- _Exercises_:
1) Answer these questions using the AES-GCM patch description.
(a) By about what percentage does the rewrite reduce the AES-NI GCM source code size?
(b) Which two algorithm names did the aesni-intel module register with the crypto API?
(c) How many blocks per iteration did the main loops in the AVX and AVX2 assembly code process?
2) Write the next part of the AES-GCM patch description, picking up after its last sentence.

- _Document text_:
........

[v4,2/2] crypto: x86/aes-gcm - rewrite the AES-NI optimized AES-GCM

From: Eric Biggers <ebiggers@google.com>

From: Eric Biggers <ebiggers@google.com>

Rewrite the AES-NI implementations of AES-GCM, taking advantage of
things I learned while writing the VAES-AVX10 implementations.  This is
a complete rewrite that reduces the AES-NI GCM source code size by about
70% and the binary code size by about 95%, while not regressing
performance and in fact improving it significantly in many cases.

The following summarizes the state before this patch:

- The aesni-intel module registered algorithms "generic-gcm-aesni" and
  "rfc4106-gcm-aesni" with the crypto API that actually delegated to one
  of three underlying implementations according to the CPU capabilities
  detected at runtime: AES-NI, AES-NI + AVX, or AES-NI + AVX2.

- The AES-NI + AVX and AES-NI + AVX2 assembly code was in
  aesni-intel_avx-x86_64.S and consisted of 2804 lines of source and
  257 KB of binary.  This massive binary size was not really
  appropriate, and depending on the kconfig it could take up over 1% the
  size of the entire vmlinux.  The main loops did 8 blocks per
  iteration.  The AVX code minimized the use of carryless multiplication
  whereas the AVX2 code did not.  The "AVX2" code did not actually use
  AVX2; the check for AVX2 was really a check for Intel Haswell or later
  to detect support for fast carryless multiplication.  The long source
  length was caused by factors such as significant code duplication.

........

- _Records shown_:

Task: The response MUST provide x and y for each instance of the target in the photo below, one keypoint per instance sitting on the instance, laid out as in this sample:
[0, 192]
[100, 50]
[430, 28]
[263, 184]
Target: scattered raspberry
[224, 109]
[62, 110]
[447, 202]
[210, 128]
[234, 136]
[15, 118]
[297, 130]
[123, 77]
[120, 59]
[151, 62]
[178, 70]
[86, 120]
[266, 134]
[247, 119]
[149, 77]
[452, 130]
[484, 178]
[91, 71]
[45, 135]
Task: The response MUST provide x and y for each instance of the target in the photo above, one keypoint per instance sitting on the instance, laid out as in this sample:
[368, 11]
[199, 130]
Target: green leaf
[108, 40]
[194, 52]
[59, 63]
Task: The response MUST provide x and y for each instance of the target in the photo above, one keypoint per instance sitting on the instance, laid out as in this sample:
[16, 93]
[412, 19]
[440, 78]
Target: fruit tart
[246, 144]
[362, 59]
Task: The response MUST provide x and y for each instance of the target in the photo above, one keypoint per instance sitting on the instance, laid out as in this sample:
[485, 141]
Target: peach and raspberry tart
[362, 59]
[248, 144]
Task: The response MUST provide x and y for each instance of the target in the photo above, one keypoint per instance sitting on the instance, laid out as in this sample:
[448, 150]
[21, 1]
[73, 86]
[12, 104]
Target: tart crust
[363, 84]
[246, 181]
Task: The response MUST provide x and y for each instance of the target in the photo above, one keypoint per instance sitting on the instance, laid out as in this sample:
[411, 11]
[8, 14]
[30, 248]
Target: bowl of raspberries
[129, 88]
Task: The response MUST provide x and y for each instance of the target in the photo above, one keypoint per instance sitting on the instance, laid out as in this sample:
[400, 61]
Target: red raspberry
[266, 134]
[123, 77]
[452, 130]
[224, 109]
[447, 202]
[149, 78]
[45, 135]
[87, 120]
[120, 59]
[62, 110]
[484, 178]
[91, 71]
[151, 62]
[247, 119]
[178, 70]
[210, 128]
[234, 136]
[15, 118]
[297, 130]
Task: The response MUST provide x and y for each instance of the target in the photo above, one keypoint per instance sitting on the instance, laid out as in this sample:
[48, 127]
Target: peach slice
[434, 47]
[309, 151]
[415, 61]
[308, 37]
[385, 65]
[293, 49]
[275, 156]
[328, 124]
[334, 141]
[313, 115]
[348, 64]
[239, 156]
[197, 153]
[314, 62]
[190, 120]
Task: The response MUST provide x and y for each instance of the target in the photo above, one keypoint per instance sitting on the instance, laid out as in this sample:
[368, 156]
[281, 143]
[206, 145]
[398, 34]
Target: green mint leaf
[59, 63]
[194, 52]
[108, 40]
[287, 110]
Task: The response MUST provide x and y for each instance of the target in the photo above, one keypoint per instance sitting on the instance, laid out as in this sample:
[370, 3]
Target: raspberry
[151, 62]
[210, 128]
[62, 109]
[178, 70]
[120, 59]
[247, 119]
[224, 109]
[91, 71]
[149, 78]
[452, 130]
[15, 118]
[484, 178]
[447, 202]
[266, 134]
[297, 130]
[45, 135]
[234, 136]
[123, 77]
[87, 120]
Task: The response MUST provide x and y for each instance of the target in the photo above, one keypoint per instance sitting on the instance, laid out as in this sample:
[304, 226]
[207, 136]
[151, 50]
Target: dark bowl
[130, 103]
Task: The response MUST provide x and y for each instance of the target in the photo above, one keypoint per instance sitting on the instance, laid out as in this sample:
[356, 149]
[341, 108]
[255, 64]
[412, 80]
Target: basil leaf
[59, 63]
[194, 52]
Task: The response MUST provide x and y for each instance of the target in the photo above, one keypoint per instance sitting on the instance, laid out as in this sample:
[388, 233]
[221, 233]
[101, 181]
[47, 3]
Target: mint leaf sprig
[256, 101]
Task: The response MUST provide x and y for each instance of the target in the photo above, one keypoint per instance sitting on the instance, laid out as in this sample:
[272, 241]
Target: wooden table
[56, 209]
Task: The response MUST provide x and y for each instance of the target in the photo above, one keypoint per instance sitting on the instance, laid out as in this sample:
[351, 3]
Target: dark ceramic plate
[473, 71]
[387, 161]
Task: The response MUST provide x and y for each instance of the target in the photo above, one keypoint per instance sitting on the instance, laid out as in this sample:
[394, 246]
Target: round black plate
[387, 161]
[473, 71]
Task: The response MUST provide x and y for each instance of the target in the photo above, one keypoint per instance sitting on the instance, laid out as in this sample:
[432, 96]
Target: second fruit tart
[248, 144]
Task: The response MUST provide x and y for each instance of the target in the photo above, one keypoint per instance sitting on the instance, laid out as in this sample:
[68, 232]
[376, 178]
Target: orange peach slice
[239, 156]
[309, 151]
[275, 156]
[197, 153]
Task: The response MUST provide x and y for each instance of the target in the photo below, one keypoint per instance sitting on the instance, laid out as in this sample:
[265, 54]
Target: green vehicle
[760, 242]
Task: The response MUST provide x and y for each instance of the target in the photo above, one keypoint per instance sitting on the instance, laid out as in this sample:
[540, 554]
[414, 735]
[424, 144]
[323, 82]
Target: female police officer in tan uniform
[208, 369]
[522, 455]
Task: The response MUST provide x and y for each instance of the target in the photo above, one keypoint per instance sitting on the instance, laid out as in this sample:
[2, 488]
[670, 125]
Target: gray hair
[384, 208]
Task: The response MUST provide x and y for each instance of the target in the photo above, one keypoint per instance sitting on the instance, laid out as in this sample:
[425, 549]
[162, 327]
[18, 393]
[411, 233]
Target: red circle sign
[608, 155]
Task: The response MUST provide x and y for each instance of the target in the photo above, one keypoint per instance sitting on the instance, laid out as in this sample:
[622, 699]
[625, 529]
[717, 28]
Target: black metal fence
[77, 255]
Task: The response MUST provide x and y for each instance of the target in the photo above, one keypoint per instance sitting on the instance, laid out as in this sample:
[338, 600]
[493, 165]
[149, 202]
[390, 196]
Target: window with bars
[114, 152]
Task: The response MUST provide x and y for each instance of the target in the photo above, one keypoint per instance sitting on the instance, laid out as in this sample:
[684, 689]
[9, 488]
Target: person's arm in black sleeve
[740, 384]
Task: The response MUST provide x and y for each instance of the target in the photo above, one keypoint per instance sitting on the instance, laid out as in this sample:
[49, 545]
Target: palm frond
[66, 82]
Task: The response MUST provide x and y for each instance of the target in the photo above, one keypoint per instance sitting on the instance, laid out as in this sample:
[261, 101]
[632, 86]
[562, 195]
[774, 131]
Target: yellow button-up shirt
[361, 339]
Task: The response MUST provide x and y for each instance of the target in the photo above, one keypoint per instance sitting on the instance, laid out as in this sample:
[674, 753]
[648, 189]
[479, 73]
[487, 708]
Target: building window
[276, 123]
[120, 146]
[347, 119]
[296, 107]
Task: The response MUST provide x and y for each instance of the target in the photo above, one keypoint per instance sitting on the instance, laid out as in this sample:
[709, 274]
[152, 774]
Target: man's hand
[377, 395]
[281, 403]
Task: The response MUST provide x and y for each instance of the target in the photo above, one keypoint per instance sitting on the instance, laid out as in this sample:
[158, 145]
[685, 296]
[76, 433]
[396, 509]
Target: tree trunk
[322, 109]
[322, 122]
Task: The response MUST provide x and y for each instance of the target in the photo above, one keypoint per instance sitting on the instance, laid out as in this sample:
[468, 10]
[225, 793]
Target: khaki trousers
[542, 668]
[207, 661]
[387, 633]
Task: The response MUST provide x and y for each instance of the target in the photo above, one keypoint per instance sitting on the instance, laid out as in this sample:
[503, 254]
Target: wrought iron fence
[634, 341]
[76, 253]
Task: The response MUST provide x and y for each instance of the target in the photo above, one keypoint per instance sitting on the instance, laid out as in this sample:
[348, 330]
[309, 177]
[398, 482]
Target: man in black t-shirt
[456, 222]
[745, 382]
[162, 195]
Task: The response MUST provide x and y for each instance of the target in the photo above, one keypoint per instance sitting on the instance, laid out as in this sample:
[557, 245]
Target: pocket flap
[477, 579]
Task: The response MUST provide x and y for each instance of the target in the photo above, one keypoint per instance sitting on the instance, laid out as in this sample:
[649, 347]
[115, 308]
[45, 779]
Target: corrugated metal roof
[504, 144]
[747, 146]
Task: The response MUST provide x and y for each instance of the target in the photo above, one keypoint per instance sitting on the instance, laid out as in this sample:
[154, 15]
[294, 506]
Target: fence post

........

- _Responses to the tasks_:
1)
(a) About 70%.
(b) "generic-gcm-aesni" and "rfc4106-gcm-aesni".
(c) 8 blocks per iteration.

2)
- The AES-NI only assembly code was in aesni-intel_asm.S and consisted
  of 1501 lines of source and 15 KB of binary.  The main loops did 4
  blocks per iteration and minimized the use of carryless multiplication
  by using Karatsuba multiplication and a multiplication-less reduction.

- The assembly code was contributed in 2010-2013.  Maintenance has been
  sporadic and most design choices haven't been revisited.

- The assembly function prototypes and the corresponding glue code were
  separate from and were not consistent with the new VAES-AVX10 code I
  recently added.  The older code had several issues such as not
  precomputing the GHASH key powers, which hurt performance.

This rewrite achieves the following goals:

- Much shorter source and binary sizes.  The assembly source shrinks
  from 4300 lines to 1130 lines, and it produces about 9 KB of binary
  instead of 272 KB.  This is achieved via a better designed AES-GCM
  implementation that doesn't excessively unroll the code and instead
  prioritizes the parts that really matter.  Sharing the C glue code
  with the VAES-AVX10 implementations also saves 250 lines of C source.

- Improve performance on most (possibly all) CPUs on which this code
  runs, for most (possibly all) message lengths.  Benchmark results are
  given in Tables 1 and 2 below.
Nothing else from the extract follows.